# [GOAL]
Collect every line below that contains the word "jumbotron".

# [RECORDS SUPPLIED]
******************************

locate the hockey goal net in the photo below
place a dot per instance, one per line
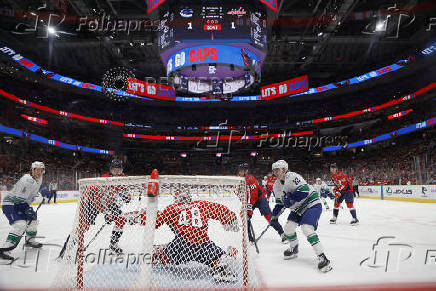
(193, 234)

******************************

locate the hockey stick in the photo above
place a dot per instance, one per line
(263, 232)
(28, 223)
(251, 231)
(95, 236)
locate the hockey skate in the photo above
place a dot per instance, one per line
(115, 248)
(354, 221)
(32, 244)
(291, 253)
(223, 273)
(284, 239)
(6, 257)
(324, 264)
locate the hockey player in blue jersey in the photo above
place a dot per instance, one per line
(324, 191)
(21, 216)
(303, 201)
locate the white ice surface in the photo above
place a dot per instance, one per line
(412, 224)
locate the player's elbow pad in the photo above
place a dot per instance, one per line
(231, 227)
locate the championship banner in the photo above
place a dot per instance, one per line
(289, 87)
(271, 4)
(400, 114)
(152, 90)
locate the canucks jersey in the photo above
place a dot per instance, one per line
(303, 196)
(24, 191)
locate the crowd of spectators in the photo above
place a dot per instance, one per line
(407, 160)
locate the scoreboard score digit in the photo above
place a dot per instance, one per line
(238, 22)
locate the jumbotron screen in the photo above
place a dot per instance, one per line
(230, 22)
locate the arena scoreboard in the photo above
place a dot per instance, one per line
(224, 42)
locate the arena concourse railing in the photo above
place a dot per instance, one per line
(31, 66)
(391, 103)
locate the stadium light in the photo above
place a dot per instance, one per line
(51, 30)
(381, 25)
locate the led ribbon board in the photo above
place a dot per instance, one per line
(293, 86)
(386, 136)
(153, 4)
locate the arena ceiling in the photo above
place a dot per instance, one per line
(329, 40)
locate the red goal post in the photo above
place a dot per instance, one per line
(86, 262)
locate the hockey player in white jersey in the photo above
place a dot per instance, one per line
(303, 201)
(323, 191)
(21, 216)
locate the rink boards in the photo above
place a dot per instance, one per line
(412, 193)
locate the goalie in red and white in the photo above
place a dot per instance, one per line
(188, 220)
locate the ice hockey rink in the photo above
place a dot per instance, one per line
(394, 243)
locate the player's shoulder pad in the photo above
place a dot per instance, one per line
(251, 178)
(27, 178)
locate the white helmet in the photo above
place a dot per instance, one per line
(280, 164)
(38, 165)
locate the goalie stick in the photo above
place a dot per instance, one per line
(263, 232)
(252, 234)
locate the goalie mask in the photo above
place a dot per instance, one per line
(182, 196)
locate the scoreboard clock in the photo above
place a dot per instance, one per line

******************************

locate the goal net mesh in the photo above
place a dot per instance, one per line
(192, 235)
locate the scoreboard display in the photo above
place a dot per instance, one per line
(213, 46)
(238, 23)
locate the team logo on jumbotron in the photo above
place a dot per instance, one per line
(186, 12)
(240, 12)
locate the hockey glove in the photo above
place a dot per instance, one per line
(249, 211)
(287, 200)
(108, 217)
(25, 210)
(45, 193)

******************************

# [EXERCISE ANSWER]
locate the jumbotron screen in the photo above
locate the team logo on jumbotron in the photo above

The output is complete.